* [HOW TO COMPLETE THIS TASK] Within the records below, find the line containing "Target: outstretched arm". Reproduce it and each line after it exactly, and nothing else.

Point-per-instance localization data
.....

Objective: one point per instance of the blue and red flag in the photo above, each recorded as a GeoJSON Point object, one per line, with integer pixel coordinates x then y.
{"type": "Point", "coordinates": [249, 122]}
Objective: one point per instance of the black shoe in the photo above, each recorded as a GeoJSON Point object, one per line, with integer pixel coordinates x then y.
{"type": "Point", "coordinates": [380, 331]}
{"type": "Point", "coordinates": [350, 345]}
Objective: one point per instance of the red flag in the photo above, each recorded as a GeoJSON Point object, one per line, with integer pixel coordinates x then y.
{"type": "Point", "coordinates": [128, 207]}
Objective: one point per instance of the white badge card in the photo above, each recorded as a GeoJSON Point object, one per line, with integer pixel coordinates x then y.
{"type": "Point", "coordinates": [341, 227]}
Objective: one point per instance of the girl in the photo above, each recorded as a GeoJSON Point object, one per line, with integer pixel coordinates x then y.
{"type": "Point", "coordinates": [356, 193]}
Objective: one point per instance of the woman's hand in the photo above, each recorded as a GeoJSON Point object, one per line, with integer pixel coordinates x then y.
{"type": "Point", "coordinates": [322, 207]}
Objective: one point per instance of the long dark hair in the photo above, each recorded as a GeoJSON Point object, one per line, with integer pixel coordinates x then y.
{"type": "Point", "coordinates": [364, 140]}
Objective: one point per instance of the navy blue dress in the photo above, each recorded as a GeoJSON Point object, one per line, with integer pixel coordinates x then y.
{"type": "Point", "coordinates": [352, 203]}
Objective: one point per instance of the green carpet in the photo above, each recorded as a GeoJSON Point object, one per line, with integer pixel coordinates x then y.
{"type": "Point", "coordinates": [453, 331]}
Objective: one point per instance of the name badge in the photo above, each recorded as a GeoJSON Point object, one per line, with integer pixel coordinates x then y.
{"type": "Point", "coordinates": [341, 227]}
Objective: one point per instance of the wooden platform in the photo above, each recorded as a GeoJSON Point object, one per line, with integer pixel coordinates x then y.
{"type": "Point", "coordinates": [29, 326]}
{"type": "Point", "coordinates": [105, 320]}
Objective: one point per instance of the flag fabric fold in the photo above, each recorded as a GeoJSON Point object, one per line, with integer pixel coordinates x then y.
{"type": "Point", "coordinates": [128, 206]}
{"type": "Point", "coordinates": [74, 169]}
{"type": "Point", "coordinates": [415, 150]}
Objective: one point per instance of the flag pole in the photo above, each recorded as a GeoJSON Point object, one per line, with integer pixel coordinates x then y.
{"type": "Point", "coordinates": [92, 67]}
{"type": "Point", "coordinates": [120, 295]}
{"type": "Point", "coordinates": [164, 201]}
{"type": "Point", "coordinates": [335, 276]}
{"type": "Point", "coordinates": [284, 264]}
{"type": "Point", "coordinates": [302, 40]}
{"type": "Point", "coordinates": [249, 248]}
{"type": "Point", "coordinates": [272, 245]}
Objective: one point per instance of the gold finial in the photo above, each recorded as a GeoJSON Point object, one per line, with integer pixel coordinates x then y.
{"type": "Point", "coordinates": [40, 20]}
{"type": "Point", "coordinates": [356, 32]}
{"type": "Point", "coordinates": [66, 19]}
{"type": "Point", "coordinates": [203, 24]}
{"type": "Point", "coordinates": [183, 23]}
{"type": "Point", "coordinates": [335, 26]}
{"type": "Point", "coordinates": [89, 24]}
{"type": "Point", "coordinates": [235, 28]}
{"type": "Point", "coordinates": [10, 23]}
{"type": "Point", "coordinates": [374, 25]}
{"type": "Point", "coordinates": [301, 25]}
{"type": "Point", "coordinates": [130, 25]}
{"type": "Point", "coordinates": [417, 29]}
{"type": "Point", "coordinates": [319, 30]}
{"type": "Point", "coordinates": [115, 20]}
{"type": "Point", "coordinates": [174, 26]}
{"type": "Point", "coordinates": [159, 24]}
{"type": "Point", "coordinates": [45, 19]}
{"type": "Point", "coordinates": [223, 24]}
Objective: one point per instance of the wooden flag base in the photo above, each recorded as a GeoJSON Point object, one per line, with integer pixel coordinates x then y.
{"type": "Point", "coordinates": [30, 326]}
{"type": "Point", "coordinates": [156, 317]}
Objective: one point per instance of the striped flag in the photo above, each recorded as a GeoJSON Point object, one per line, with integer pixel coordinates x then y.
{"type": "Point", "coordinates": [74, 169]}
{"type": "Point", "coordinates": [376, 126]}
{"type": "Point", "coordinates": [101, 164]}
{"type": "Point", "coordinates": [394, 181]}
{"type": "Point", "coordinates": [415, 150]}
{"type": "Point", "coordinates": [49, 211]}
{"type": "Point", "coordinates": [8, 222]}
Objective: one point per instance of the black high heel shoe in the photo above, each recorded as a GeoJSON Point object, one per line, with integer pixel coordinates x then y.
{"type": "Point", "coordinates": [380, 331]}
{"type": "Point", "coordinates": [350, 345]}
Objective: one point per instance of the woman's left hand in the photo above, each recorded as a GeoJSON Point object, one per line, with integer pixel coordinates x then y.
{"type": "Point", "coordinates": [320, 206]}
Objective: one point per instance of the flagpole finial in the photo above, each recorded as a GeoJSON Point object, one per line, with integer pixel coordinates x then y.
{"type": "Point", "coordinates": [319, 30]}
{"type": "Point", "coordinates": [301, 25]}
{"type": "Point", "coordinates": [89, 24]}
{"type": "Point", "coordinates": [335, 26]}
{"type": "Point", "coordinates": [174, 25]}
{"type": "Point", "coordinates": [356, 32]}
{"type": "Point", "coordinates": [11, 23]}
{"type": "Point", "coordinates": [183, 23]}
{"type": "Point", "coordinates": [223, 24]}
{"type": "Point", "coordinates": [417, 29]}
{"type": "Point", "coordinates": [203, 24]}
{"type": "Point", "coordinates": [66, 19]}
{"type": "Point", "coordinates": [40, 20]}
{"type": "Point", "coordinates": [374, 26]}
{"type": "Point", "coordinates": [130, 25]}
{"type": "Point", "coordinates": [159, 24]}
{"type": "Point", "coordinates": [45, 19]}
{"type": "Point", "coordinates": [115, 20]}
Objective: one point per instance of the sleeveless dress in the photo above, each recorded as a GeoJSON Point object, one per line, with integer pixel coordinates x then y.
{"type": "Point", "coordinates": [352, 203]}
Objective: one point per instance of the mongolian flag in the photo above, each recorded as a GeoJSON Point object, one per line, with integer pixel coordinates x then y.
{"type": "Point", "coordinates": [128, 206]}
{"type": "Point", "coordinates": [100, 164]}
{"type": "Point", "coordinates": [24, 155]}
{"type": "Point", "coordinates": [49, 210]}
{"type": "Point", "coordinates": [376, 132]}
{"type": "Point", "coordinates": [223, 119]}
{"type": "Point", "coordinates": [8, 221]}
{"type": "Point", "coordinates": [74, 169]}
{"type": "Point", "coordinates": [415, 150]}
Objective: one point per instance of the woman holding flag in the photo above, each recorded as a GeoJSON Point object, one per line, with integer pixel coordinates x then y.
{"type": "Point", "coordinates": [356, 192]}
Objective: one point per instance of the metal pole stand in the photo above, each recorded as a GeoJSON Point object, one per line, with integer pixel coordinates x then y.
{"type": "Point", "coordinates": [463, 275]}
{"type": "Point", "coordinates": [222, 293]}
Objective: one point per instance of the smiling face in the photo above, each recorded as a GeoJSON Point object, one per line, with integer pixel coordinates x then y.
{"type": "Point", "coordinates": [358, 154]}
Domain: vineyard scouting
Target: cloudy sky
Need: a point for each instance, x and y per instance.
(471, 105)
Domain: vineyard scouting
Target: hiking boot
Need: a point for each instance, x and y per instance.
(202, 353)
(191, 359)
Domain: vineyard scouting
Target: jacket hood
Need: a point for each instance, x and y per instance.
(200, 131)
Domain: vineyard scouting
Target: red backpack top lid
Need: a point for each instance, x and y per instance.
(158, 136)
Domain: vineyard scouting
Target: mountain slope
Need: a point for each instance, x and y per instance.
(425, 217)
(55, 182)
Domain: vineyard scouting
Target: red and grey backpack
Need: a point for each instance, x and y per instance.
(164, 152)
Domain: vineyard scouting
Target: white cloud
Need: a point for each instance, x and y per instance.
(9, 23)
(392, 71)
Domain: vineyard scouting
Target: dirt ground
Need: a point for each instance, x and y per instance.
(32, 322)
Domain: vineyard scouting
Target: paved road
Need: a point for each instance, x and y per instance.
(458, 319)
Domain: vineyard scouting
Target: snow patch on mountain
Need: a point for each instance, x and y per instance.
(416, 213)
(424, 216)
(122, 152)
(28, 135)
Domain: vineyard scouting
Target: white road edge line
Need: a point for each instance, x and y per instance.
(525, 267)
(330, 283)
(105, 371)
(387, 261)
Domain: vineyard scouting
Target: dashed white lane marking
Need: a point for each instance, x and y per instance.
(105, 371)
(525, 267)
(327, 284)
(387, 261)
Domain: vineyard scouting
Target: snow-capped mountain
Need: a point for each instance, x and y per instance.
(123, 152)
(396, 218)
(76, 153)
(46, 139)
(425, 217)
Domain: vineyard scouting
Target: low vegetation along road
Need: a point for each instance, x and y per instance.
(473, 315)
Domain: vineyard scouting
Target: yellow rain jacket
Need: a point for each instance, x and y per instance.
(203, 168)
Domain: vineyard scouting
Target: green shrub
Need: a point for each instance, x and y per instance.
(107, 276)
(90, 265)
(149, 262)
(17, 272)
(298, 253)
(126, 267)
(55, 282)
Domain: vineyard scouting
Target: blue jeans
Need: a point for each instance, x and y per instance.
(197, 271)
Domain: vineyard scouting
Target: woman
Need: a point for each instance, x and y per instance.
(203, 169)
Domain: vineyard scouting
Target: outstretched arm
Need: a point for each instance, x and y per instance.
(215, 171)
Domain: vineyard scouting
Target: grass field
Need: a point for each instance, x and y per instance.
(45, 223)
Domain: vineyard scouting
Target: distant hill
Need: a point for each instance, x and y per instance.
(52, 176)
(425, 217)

.....

* [OUTPUT]
Target: outstretched arm
Need: a point for each instance, x and y per instance.
(215, 171)
Domain: vineyard scouting
Target: grass field
Need: a point for each instance, x and y per instance.
(45, 223)
Domain: vineyard scouting
Target: distant hill
Need: a point for each instance, x and y per instance.
(52, 176)
(425, 217)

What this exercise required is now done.